## Work order 1
In the essay about PETA, what words were printed on the sign worn by the woman in the sandwich board?
## Work order 2
Quote everything in the essay about PETA from "The reaction that" down to "than anything else.".

(Selected extract begins)

The reaction that I usually get when I mention my distaste for PETA is pretty predictable: “You hate PETA? But they’re People for the Ethical Treatment of Animals! Are you like, pro-animal torture? You sick bastard!”
Well, no. Obviously, animal mistreatment is bad. Actually, before I continue, let me repeat that. Animal mistreatment is a very bad thing. There are few people out there in this world who would openly claim to be in favor of torturing animals. But the thing is, PETA isn’t synonymous with animal rights. I would make the argument that PETA is more synonymous with “band of crazed lunatics” or “Psychos Eviscerating Truth Again” than anything else.
My thoughts about PETA had lain dormant for a while. Over the weekend, however, as I trekked up to the Lewis Center for the Arts to see my roommate’s musical, I walked past a haggard-looking lady in a sandwich board on the corner of Nassau and Washington. On the sign was an ambiguous picture of bloody flesh and the words STOP ANIMAL EXPERIMENTATION. She was doing that thing where, if she managed eye contact for even a second, she took it as license to rush up to you, hand you a stack of brochures about PETA and animal rights and then ask you to sign a petition vouching that Princeton’s laboratories were the epicenter of all evil.
This is where the meat of my beef with PETA stems from. I really don’t understand organizations like PETA that oppose animal experimentation of all types. If we didn’t experiment on animals, scientific development would grind to a creaky halt. There would be no way to confirm the safety of new medical procedures and pharmaceuticals before proceeding with human trials. Using embryonic cells and skin tissues as replacements, as per PETA’s wise suggestions, would be useless in figuring out how a subject is holistically affected by a procedure. And the thing is, PETA doesn’t care. Ingrid Newkirk, the founder of the organization, was quoted in Vogue as saying that she would still be against animal testing even if it resulted in the cure for AIDS.
This sort of thinking really highlights what’s so wrong with PETA. At the end of the day, saving human lives is more important than preserving animal ones. Humans are capable of conscious thought and decision-making, while animals aren’t. PETA needs to realize that it’s a totally valid opinion to have. As long as animal testing is within the bounds of legality, virtually 100 percent of it benefits humans and science in some significant way.
The main problem with anti-animal abuse campaigns is that they play up the shock value of everything to the point where all ads rely heavily on distortion and misrepresentation. A typical PETA ad that aims to produce that stomach-churning, visceral response in viewers contains some graphic image of a bloody animal — most likely looking helpless and forlorn — and is emblazoned with a guilt-inducing appeal for sympathy. PETA would have you believe every lab that uses animal subjects mistreats them. The thing is, this just isn’t true. PETA projects the misdeeds of a small percentage on the entire field of medical research.
Because PETA is so sensational, the information they spread is often really distorted or just incorrect. Lisping and insistent, that 14-year-old told me over her vegan hummus platter that at the current rate of fishing, all of the fish in the world would disappear by 2048. Which is … untrue. PETA retracted that statement a few weeks later.
But PETA’s problematic methods extend even further. What’s worse than their gut-punch ad campaign is their sexy one. What these lack in gore and blood, they heartily make up for in misogyny and objectification. A woman shackled to a bed, held back in some black and leathery contraption. Caption: “Whips and chains belong in the bedroom, not the circus.” Another ad, featuring a close-up of a woman’s crotch with some sort of pelt visible from the sides of her underwear. Caption: “Fur trim. Unattractive.” Why PETA thinks sexism is a good vessel by which to carry any message, let alone its message, is beyond me.
PETA is that grating, irritating friend you have who always thinks she’s right but in reality is severely misguided. That woman in the sandwich board dredged up all my latent problems with the organization, as well as a tiny craving for that salad I never got to enjoy three years ago.

(Selected extract ends)
(Material supplied begins)

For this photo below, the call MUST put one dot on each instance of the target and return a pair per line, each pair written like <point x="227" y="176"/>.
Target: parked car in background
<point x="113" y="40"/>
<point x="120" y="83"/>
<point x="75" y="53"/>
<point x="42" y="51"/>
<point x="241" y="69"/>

(Material supplied ends)

## Expected answer 1
STOP ANIMAL EXPERIMENTATION

## Expected answer 2
The reaction that I usually get when I mention my distaste for PETA is pretty predictable: “You hate PETA? But they’re People for the Ethical Treatment of Animals! Are you like, pro-animal torture? You sick bastard!”
Well, no. Obviously, animal mistreatment is bad. Actually, before I continue, let me repeat that. Animal mistreatment is a very bad thing. There are few people out there in this world who would openly claim to be in favor of torturing animals. But the thing is, PETA isn’t synonymous with animal rights. I would make the argument that PETA is more synonymous with “band of crazed lunatics” or “Psychos Eviscerating Truth Again” than anything else.